* **What is required**: Render every line of the records below as a Markdown table with two columns, "Row" for the row number and "Line" for the line itself, omitting any blank lines.

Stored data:
+++

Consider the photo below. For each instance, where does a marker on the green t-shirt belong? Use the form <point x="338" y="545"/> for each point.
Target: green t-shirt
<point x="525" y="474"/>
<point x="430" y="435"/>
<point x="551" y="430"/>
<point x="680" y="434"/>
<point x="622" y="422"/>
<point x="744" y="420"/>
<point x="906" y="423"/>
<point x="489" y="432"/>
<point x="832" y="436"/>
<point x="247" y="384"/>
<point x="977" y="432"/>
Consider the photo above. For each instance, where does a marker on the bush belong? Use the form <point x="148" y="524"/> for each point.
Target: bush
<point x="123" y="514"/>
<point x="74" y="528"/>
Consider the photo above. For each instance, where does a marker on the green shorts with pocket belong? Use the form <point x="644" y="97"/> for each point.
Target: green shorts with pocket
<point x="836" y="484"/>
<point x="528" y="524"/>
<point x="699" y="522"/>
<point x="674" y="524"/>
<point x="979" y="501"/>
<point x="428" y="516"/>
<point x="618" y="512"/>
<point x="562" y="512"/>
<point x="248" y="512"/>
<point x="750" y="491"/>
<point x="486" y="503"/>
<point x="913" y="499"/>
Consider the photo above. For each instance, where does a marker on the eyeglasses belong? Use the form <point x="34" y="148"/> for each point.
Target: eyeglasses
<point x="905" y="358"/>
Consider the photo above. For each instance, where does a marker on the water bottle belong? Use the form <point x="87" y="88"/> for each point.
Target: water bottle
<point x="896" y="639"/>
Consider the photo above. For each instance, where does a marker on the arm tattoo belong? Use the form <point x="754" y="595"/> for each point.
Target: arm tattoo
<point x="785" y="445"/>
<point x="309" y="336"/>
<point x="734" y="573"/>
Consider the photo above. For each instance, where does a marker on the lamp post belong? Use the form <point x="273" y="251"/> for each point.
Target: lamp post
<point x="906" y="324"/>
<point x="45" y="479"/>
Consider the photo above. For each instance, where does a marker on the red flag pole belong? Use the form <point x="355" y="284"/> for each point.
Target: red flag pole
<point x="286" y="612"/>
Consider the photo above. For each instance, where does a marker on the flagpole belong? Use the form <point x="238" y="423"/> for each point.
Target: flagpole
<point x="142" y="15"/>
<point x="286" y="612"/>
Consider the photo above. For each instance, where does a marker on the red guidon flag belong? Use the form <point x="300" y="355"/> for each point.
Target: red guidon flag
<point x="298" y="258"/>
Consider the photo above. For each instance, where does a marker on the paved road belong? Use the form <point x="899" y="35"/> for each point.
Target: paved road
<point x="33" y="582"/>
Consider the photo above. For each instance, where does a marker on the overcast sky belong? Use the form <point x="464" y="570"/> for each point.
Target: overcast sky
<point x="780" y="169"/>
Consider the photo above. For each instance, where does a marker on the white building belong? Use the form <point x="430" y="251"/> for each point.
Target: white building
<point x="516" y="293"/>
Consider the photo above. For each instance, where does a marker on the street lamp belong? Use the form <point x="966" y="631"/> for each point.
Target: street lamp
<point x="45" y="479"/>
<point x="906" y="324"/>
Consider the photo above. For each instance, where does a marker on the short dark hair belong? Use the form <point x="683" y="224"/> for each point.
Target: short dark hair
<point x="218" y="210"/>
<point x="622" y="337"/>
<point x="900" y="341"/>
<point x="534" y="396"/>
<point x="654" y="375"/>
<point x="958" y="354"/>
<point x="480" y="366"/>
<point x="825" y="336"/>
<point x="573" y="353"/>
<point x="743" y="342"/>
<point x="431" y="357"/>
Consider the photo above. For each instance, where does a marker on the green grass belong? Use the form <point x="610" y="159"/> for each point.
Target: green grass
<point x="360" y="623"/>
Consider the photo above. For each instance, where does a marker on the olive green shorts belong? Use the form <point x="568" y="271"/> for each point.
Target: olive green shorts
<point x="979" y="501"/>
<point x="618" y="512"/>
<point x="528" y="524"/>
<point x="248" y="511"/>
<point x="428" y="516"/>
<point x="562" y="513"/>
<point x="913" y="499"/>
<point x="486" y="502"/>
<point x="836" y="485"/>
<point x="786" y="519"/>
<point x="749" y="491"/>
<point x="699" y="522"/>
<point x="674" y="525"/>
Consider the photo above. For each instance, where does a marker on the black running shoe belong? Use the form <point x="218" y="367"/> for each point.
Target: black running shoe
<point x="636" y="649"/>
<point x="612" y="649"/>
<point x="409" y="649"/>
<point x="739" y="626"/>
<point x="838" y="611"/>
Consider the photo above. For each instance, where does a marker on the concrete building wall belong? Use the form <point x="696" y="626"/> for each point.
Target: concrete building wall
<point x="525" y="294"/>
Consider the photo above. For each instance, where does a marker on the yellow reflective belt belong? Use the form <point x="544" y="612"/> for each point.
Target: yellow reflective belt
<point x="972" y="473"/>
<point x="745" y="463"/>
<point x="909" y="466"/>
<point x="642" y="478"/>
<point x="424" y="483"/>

+++

* **Solution to this task**:
| Row | Line |
|---|---|
| 1 | Consider the photo below. For each instance, where does a marker on the green t-shirt belong? Use the form <point x="338" y="545"/> for each point. |
| 2 | Target: green t-shirt |
| 3 | <point x="525" y="474"/> |
| 4 | <point x="430" y="435"/> |
| 5 | <point x="551" y="430"/> |
| 6 | <point x="680" y="434"/> |
| 7 | <point x="622" y="422"/> |
| 8 | <point x="744" y="420"/> |
| 9 | <point x="906" y="423"/> |
| 10 | <point x="489" y="432"/> |
| 11 | <point x="832" y="436"/> |
| 12 | <point x="247" y="384"/> |
| 13 | <point x="977" y="432"/> |
| 14 | Consider the photo above. For each instance, where does a marker on the bush belong? Use the form <point x="148" y="524"/> for each point. |
| 15 | Target: bush |
| 16 | <point x="123" y="514"/> |
| 17 | <point x="74" y="528"/> |
| 18 | Consider the photo above. For each instance, where does a marker on the green shorts with pocket belong? Use the form <point x="644" y="97"/> for each point. |
| 19 | Target: green shorts with pocket |
| 20 | <point x="836" y="484"/> |
| 21 | <point x="528" y="524"/> |
| 22 | <point x="699" y="522"/> |
| 23 | <point x="674" y="524"/> |
| 24 | <point x="979" y="501"/> |
| 25 | <point x="428" y="516"/> |
| 26 | <point x="618" y="512"/> |
| 27 | <point x="562" y="512"/> |
| 28 | <point x="248" y="512"/> |
| 29 | <point x="750" y="491"/> |
| 30 | <point x="486" y="503"/> |
| 31 | <point x="913" y="499"/> |
| 32 | Consider the photo above. For each instance, where does a marker on the eyeglasses belong? Use the form <point x="34" y="148"/> for each point. |
| 33 | Target: eyeglasses |
| 34 | <point x="905" y="358"/> |
| 35 | Consider the photo above. For each instance, where does a marker on the water bottle belong? Use the form <point x="87" y="88"/> for each point. |
| 36 | Target: water bottle |
| 37 | <point x="896" y="639"/> |
| 38 | Consider the photo above. For each instance, where does a marker on the arm tattoo belong? Use the form <point x="754" y="595"/> for each point. |
| 39 | Target: arm tattoo |
| 40 | <point x="785" y="445"/> |
| 41 | <point x="309" y="336"/> |
| 42 | <point x="734" y="573"/> |
| 43 | Consider the photo above. For each instance, where does a marker on the lamp post belong? Use the form <point x="273" y="251"/> for each point. |
| 44 | Target: lamp post |
| 45 | <point x="906" y="324"/> |
| 46 | <point x="45" y="479"/> |
| 47 | Consider the photo above. For each instance, where does a marker on the red flag pole belong? Use the form <point x="355" y="284"/> for each point. |
| 48 | Target: red flag pole |
| 49 | <point x="286" y="612"/> |
| 50 | Consider the photo above. For each instance, where does a marker on the flagpole belong? Use the form <point x="238" y="423"/> for each point. |
| 51 | Target: flagpole |
| 52 | <point x="142" y="15"/> |
| 53 | <point x="286" y="612"/> |
| 54 | Consider the photo above. For each instance, where does a marker on the red guidon flag belong? Use the form <point x="300" y="355"/> for each point. |
| 55 | Target: red guidon flag |
| 56 | <point x="298" y="258"/> |
| 57 | Consider the photo above. For each instance, where does a marker on the paved road belong? Use the form <point x="899" y="35"/> for each point. |
| 58 | Target: paved road |
| 59 | <point x="33" y="582"/> |
| 60 | Consider the photo above. For each instance, where does a marker on the overcast sky belong? Use the form <point x="464" y="570"/> for each point. |
| 61 | Target: overcast sky |
| 62 | <point x="780" y="169"/> |
| 63 | Consider the photo above. For each instance, where does a marker on the white building belong? Use the form <point x="430" y="251"/> for each point. |
| 64 | Target: white building |
| 65 | <point x="516" y="293"/> |
| 66 | Consider the photo above. For each instance, where does a marker on the street lamp belong? Use the form <point x="966" y="631"/> for each point. |
| 67 | Target: street lamp |
| 68 | <point x="45" y="479"/> |
| 69 | <point x="906" y="324"/> |
| 70 | Consider the photo above. For each instance, where does a marker on the short dark hair belong? Use the form <point x="683" y="224"/> for each point. |
| 71 | Target: short dark hair |
| 72 | <point x="218" y="210"/> |
| 73 | <point x="622" y="337"/> |
| 74 | <point x="900" y="341"/> |
| 75 | <point x="534" y="396"/> |
| 76 | <point x="654" y="375"/> |
| 77 | <point x="958" y="354"/> |
| 78 | <point x="480" y="366"/> |
| 79 | <point x="825" y="336"/> |
| 80 | <point x="573" y="353"/> |
| 81 | <point x="743" y="342"/> |
| 82 | <point x="431" y="357"/> |
| 83 | Consider the photo above. For each instance, where does a marker on the green grass belong? Use the form <point x="610" y="159"/> for each point. |
| 84 | Target: green grass |
| 85 | <point x="360" y="623"/> |
| 86 | Consider the photo above. For each instance, where does a marker on the olive green shorts belong? Use the form <point x="568" y="271"/> for each point. |
| 87 | Target: olive green shorts |
| 88 | <point x="979" y="501"/> |
| 89 | <point x="618" y="512"/> |
| 90 | <point x="528" y="524"/> |
| 91 | <point x="248" y="511"/> |
| 92 | <point x="428" y="516"/> |
| 93 | <point x="562" y="513"/> |
| 94 | <point x="913" y="499"/> |
| 95 | <point x="486" y="502"/> |
| 96 | <point x="836" y="485"/> |
| 97 | <point x="786" y="519"/> |
| 98 | <point x="749" y="491"/> |
| 99 | <point x="699" y="522"/> |
| 100 | <point x="674" y="525"/> |
| 101 | Consider the photo above. For each instance, where does a marker on the black running shoe belong? Use the form <point x="218" y="367"/> for each point. |
| 102 | Target: black running shoe |
| 103 | <point x="636" y="649"/> |
| 104 | <point x="612" y="649"/> |
| 105 | <point x="409" y="649"/> |
| 106 | <point x="739" y="626"/> |
| 107 | <point x="838" y="611"/> |
| 108 | Consider the photo above. For each instance, where does a marker on the concrete building wall belong? Use the form <point x="696" y="626"/> for each point. |
| 109 | Target: concrete building wall |
| 110 | <point x="525" y="294"/> |
| 111 | Consider the photo above. For each instance, where does a marker on the yellow reflective belt belong? Use the form <point x="544" y="612"/> for each point. |
| 112 | Target: yellow reflective belt |
| 113 | <point x="972" y="473"/> |
| 114 | <point x="745" y="463"/> |
| 115 | <point x="909" y="466"/> |
| 116 | <point x="642" y="478"/> |
| 117 | <point x="424" y="483"/> |